• DESCRIPTION OF THE TASK
In the interview below, why did Rodrigo Garcia not initially think of Ewan McGregor for the role of Jesus?

╭─ EXTRACT

Interview: Director Rodrigo Garcia on “Last Days in the Desert”

Posted on May 11, 2016 at 3:14 pm

Copyright Broad Green 2016
Copyright Broad Green 2016

“Last Days in the Desert” is the story of Jesus in the final moment of his time of reflection before accepting his destiny as the Messiah. I spoke to director Rodrigo Garcia about creating the story of a critical moment that is not described in the New Testament and working with his international cast, the storyline about Jesus’ interactions with a family, and with three-time Oscar winning cinematographer Emmanuel Lubezki (“Gravity,” “The Revenant”).

How do you cast the role of Jesus, especially when you are going to have the same actor play the devil who tempts Him? In my opinion, the first requirement is kind eyes.

Well I think you know what I’m looking for because you’ve already said it. Ewan McGregor is a very good actor. I already knew that about him. I didn’t initially think of him because Ewan is in his early 40s and I was looking at men who are around 30, 31, 32. So I didn’t initially think of him but then I meet him socially and spent time with him and the kind eyes are there. Literally what Ewan has is a great human thing about him. He’s very likeable and he is very empathetic. You know he’s interested in other people. Her feels for other people. He is interested in human things. He doesn’t have a prejudiced bone in his body. He is just that person. That was very important to me. What I wanted was someone who has the kind eyes but also projected a real humanity, not a starry-eyed Jesus that seems of another world. Jesus is at least half human so I wanted him to feel like a person. I wasn’t going to deal with the divine side because how do you deal with that? How do you cast that? How do you play that? So we concentrated on the human side and his empathy and his kindness. It’s not without complication. Sometimes he says the wrong thing or might not make a good choice to intervene in the problems of the family. You could even argue that he helped but in helping he also hurt. He makes mistakes like humans make mistakes but he does have kind eyes and not just literally but as a metaphor. He sees the world and other with kindness.

You had a small cast, and each was from a different country, none of them from your home country. What does that international range bring to the production?

I think whether you’re working with actors from the same country or from different countries no two brains are the same. That’s the beauty about movies. When you work with other artists and things come together in a movie then they come together beautifully because it’s not just personality but also psyche comes together. Things people don’t know about themselves come out in the movie. Some people were religious and some people were less religious. A couple of people were Jews. It doesn’t matter. Everyone understood the theme of the movie. Everyone understood the movie was about fathers and sons and about the mysteries and about the incredible journey of Jesus. So when movie works it makes this infallible chemistry between those people of different origins come together, everyone’s conscious and unconscious is coming together around one idea.

╰─
╭─ DATASET CONTENT

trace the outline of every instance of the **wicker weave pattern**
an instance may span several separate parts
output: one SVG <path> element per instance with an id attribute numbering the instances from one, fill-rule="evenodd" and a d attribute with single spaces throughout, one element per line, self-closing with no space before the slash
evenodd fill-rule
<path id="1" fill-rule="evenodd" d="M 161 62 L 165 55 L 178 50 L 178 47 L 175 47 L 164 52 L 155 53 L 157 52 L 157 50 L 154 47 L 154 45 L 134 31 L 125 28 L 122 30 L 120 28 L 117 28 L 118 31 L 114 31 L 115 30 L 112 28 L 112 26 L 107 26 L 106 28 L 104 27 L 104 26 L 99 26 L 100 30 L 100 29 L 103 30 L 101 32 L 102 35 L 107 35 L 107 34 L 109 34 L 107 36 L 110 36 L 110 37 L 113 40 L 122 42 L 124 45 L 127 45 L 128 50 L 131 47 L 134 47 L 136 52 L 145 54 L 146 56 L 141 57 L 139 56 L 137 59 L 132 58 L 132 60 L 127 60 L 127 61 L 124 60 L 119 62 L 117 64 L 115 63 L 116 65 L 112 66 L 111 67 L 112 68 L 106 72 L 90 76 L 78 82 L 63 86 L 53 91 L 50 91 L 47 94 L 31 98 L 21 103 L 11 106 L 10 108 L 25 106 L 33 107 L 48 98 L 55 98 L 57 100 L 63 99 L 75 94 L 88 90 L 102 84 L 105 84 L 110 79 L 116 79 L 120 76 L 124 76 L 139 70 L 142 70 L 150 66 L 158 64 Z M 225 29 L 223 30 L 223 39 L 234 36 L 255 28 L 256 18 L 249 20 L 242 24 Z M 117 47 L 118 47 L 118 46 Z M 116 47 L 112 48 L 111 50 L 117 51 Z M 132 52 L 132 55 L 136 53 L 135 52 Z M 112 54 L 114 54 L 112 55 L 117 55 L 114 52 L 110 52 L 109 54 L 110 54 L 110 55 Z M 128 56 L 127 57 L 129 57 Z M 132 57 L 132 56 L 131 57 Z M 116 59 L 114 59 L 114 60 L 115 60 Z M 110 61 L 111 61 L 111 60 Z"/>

╰─

• FINISHED ANSWER
McGregor is in his early 40s, and Garcia was looking at men around 30 to 32.